▶ **Task instructions**:
The required output is the line with "point(1, 53)" through the final line of the entries, each one exactly as it stands.

▶ **Exercise input**:
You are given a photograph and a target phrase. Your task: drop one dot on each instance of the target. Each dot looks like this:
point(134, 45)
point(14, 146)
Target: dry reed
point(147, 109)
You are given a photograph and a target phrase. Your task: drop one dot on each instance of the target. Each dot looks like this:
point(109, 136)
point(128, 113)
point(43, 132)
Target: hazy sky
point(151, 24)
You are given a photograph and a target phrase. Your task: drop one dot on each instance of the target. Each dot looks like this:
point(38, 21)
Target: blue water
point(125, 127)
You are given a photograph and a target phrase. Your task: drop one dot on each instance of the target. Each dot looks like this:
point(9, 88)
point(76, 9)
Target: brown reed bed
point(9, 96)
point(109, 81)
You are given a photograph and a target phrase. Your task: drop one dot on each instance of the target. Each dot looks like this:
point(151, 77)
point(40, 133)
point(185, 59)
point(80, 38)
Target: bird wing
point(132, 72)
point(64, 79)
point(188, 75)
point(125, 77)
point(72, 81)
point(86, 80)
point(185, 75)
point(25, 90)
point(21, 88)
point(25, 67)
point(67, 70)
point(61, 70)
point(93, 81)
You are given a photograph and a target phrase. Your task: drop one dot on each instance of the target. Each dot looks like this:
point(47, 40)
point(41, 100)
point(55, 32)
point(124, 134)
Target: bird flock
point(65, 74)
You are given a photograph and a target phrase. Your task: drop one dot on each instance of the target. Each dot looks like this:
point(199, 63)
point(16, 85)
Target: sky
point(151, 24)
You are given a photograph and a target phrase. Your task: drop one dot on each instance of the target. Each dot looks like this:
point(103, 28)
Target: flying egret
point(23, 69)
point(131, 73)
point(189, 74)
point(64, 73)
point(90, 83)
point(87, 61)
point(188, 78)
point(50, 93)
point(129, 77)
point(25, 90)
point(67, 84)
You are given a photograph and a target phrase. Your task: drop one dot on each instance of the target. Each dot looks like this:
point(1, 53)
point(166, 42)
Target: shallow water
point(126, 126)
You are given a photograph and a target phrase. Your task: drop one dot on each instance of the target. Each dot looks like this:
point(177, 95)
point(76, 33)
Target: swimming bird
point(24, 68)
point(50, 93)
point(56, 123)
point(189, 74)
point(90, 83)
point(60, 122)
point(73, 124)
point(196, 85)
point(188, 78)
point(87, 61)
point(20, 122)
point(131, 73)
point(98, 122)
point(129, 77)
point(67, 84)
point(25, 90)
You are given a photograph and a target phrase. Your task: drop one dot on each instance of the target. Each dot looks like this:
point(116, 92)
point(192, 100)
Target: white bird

▶ **Written response**:
point(1, 53)
point(166, 42)
Target: shallow water
point(126, 126)
You are given a photograph and a target phrase. Your task: drop one dot on each instance of the target. Each dot looks like this:
point(177, 95)
point(76, 33)
Target: swimming bird
point(24, 68)
point(50, 93)
point(56, 123)
point(189, 74)
point(90, 83)
point(60, 122)
point(73, 124)
point(196, 85)
point(188, 78)
point(87, 61)
point(20, 122)
point(131, 73)
point(98, 122)
point(129, 77)
point(67, 84)
point(25, 90)
You are given a photograph and a target phrase. Your task: drop one dot on each instance of the target. Each dot looks like this:
point(116, 92)
point(192, 100)
Target: white bird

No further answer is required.